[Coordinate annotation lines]
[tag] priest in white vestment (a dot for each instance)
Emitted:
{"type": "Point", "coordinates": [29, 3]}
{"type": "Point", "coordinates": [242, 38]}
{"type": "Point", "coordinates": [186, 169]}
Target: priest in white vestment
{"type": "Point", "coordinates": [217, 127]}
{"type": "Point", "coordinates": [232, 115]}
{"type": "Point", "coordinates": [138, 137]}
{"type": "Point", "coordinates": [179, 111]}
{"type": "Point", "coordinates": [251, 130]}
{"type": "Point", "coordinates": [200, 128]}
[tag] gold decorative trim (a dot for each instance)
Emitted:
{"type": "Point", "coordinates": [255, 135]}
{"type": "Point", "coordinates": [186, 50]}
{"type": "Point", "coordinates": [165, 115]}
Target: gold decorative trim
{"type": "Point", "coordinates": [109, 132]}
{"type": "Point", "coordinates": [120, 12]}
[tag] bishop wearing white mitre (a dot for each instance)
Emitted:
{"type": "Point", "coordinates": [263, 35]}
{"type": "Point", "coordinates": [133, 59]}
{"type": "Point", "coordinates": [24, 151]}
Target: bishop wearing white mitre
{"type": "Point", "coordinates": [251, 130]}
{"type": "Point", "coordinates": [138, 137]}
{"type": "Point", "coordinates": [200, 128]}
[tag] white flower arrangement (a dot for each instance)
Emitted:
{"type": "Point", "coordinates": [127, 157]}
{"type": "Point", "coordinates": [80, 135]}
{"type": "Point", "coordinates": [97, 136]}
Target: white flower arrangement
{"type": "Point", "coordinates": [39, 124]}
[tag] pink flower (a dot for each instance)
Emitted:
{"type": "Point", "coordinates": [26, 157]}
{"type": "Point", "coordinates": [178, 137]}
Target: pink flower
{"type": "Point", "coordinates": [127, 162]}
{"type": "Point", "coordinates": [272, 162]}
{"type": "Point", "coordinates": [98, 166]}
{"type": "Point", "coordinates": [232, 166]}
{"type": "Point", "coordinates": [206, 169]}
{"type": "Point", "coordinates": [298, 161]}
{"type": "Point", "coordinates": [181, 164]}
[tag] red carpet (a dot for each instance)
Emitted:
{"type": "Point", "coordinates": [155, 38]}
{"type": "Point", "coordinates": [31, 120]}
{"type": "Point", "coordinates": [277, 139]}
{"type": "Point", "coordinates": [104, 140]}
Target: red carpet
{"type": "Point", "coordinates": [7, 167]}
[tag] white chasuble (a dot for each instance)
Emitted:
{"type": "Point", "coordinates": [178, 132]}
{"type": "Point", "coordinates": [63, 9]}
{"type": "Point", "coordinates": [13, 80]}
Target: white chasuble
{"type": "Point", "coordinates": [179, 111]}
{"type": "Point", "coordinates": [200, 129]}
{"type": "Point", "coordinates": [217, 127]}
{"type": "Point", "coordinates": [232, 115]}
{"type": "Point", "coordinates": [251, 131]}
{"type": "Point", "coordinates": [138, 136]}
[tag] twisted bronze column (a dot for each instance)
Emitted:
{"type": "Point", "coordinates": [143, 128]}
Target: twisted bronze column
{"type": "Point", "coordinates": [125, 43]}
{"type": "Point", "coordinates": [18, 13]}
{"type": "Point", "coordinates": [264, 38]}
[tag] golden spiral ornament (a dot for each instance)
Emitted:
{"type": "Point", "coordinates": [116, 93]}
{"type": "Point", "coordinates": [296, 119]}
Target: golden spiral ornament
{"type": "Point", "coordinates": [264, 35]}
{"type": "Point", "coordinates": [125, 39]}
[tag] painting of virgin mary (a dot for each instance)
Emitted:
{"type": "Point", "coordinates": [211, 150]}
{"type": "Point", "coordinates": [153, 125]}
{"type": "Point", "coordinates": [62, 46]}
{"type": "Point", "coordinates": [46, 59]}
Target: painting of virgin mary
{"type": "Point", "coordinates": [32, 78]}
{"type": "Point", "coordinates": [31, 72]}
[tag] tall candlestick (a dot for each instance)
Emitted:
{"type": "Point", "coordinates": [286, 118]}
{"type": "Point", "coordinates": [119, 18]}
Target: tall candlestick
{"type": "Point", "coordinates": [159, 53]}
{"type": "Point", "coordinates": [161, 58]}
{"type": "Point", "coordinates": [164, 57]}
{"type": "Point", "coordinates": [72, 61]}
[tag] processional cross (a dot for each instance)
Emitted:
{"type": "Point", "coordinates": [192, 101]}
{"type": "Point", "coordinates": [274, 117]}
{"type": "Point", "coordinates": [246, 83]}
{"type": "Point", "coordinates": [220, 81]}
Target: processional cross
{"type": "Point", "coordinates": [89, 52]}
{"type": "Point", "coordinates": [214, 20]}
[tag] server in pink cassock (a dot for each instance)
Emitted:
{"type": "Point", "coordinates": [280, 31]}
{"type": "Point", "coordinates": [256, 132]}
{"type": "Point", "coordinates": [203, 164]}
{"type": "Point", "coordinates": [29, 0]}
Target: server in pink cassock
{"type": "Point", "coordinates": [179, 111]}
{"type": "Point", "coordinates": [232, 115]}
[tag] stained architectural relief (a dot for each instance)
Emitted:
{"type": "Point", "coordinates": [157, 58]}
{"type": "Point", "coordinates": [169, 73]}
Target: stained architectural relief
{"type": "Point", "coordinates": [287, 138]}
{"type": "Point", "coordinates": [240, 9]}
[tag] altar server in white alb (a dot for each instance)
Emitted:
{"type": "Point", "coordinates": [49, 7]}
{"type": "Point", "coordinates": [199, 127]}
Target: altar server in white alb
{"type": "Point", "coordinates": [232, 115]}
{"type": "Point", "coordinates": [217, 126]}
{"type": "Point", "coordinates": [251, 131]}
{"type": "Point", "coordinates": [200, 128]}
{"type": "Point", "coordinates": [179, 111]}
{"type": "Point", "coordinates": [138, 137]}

- [Aim of the exercise]:
Copy the lines above word for word.

- [Task answer]:
[tag] priest in white vestment (a dot for each instance)
Emitted:
{"type": "Point", "coordinates": [29, 3]}
{"type": "Point", "coordinates": [242, 38]}
{"type": "Point", "coordinates": [186, 169]}
Target: priest in white vestment
{"type": "Point", "coordinates": [217, 127]}
{"type": "Point", "coordinates": [232, 115]}
{"type": "Point", "coordinates": [138, 137]}
{"type": "Point", "coordinates": [179, 111]}
{"type": "Point", "coordinates": [251, 130]}
{"type": "Point", "coordinates": [200, 128]}
[tag] gold decorative trim (a dot for each instance)
Emitted:
{"type": "Point", "coordinates": [255, 135]}
{"type": "Point", "coordinates": [186, 50]}
{"type": "Point", "coordinates": [165, 115]}
Target: gold decorative trim
{"type": "Point", "coordinates": [109, 132]}
{"type": "Point", "coordinates": [120, 12]}
[tag] bishop wearing white mitre (a dot for each instance)
Emitted:
{"type": "Point", "coordinates": [263, 35]}
{"type": "Point", "coordinates": [133, 59]}
{"type": "Point", "coordinates": [24, 151]}
Target: bishop wearing white mitre
{"type": "Point", "coordinates": [251, 130]}
{"type": "Point", "coordinates": [138, 137]}
{"type": "Point", "coordinates": [200, 128]}
[tag] white flower arrangement (a dot for each instance)
Emitted:
{"type": "Point", "coordinates": [127, 157]}
{"type": "Point", "coordinates": [80, 135]}
{"type": "Point", "coordinates": [97, 136]}
Target: white flower arrangement
{"type": "Point", "coordinates": [39, 124]}
[tag] pink flower (a dot for each instance)
Emitted:
{"type": "Point", "coordinates": [26, 157]}
{"type": "Point", "coordinates": [178, 137]}
Target: pink flower
{"type": "Point", "coordinates": [127, 162]}
{"type": "Point", "coordinates": [272, 162]}
{"type": "Point", "coordinates": [98, 166]}
{"type": "Point", "coordinates": [232, 166]}
{"type": "Point", "coordinates": [206, 169]}
{"type": "Point", "coordinates": [298, 161]}
{"type": "Point", "coordinates": [181, 164]}
[tag] red carpet (a dot for each instance)
Emitted:
{"type": "Point", "coordinates": [155, 38]}
{"type": "Point", "coordinates": [31, 120]}
{"type": "Point", "coordinates": [277, 139]}
{"type": "Point", "coordinates": [104, 140]}
Target: red carpet
{"type": "Point", "coordinates": [7, 167]}
[tag] white chasuble (a dot for each instance)
Emitted:
{"type": "Point", "coordinates": [178, 132]}
{"type": "Point", "coordinates": [63, 9]}
{"type": "Point", "coordinates": [13, 80]}
Target: white chasuble
{"type": "Point", "coordinates": [179, 111]}
{"type": "Point", "coordinates": [200, 129]}
{"type": "Point", "coordinates": [217, 127]}
{"type": "Point", "coordinates": [232, 115]}
{"type": "Point", "coordinates": [251, 131]}
{"type": "Point", "coordinates": [138, 136]}
[tag] twisted bronze column (a dot for each instance)
Emitted:
{"type": "Point", "coordinates": [143, 128]}
Target: twisted bronze column
{"type": "Point", "coordinates": [125, 43]}
{"type": "Point", "coordinates": [18, 13]}
{"type": "Point", "coordinates": [264, 38]}
[tag] golden spiral ornament (a dot for each instance)
Emitted:
{"type": "Point", "coordinates": [116, 93]}
{"type": "Point", "coordinates": [296, 119]}
Target: golden spiral ornament
{"type": "Point", "coordinates": [264, 35]}
{"type": "Point", "coordinates": [125, 39]}
[tag] painting of virgin mary (a dot for each instance)
Emitted:
{"type": "Point", "coordinates": [211, 150]}
{"type": "Point", "coordinates": [153, 125]}
{"type": "Point", "coordinates": [62, 46]}
{"type": "Point", "coordinates": [46, 59]}
Target: painting of virgin mary
{"type": "Point", "coordinates": [32, 78]}
{"type": "Point", "coordinates": [31, 72]}
[tag] tall candlestick (a dot for each instance)
Emitted:
{"type": "Point", "coordinates": [286, 118]}
{"type": "Point", "coordinates": [119, 18]}
Target: tall candlestick
{"type": "Point", "coordinates": [159, 53]}
{"type": "Point", "coordinates": [161, 58]}
{"type": "Point", "coordinates": [164, 57]}
{"type": "Point", "coordinates": [72, 61]}
[tag] processional cross (a dot for each instance)
Emitted:
{"type": "Point", "coordinates": [192, 101]}
{"type": "Point", "coordinates": [274, 117]}
{"type": "Point", "coordinates": [246, 83]}
{"type": "Point", "coordinates": [220, 81]}
Target: processional cross
{"type": "Point", "coordinates": [89, 52]}
{"type": "Point", "coordinates": [214, 20]}
[tag] server in pink cassock (a dot for each instance)
Emitted:
{"type": "Point", "coordinates": [280, 31]}
{"type": "Point", "coordinates": [256, 132]}
{"type": "Point", "coordinates": [203, 164]}
{"type": "Point", "coordinates": [29, 0]}
Target: server in pink cassock
{"type": "Point", "coordinates": [179, 111]}
{"type": "Point", "coordinates": [232, 115]}
[tag] stained architectural relief (a dot for each instance)
Emitted:
{"type": "Point", "coordinates": [157, 58]}
{"type": "Point", "coordinates": [169, 73]}
Target: stained architectural relief
{"type": "Point", "coordinates": [287, 138]}
{"type": "Point", "coordinates": [240, 9]}
[tag] altar server in white alb (a dot for each instance)
Emitted:
{"type": "Point", "coordinates": [49, 7]}
{"type": "Point", "coordinates": [199, 127]}
Target: altar server in white alb
{"type": "Point", "coordinates": [232, 115]}
{"type": "Point", "coordinates": [217, 126]}
{"type": "Point", "coordinates": [251, 131]}
{"type": "Point", "coordinates": [200, 128]}
{"type": "Point", "coordinates": [179, 111]}
{"type": "Point", "coordinates": [138, 137]}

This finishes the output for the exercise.